### REQUIREMENT
Only the line containing "Question. Identify every instance of the tractor" and those after it, up to the end of the records below, are to be set down, exactly as written.

### SUPPLIED RECORDS
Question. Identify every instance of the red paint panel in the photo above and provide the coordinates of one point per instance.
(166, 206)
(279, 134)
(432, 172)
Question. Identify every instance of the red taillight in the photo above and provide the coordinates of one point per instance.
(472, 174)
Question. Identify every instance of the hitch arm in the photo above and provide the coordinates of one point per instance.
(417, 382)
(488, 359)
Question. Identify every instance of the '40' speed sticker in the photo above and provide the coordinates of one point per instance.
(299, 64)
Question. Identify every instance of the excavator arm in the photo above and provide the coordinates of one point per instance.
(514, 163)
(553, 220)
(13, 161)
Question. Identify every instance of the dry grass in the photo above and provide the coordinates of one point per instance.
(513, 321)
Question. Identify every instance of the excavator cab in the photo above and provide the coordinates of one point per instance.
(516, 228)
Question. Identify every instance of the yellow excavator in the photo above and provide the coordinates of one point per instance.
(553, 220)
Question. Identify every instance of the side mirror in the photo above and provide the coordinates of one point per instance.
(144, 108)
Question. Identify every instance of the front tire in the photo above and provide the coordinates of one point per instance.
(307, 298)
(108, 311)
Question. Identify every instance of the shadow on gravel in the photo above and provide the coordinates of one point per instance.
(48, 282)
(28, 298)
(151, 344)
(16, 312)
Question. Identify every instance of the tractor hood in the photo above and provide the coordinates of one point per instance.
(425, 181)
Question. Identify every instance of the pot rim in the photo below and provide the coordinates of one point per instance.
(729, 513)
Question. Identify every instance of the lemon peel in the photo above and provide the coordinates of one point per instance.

### EXPECTED ANSWER
Question. Identify every instance of the tractor hood in the photo above and provide the coordinates of one point per instance.
(425, 181)
Question. Identify every instance of the pot rim in the photo below and provide the coordinates of one point per instance.
(729, 513)
Question. Identify every instance of the lemon peel in the photo above and provide the coordinates of one point per instance.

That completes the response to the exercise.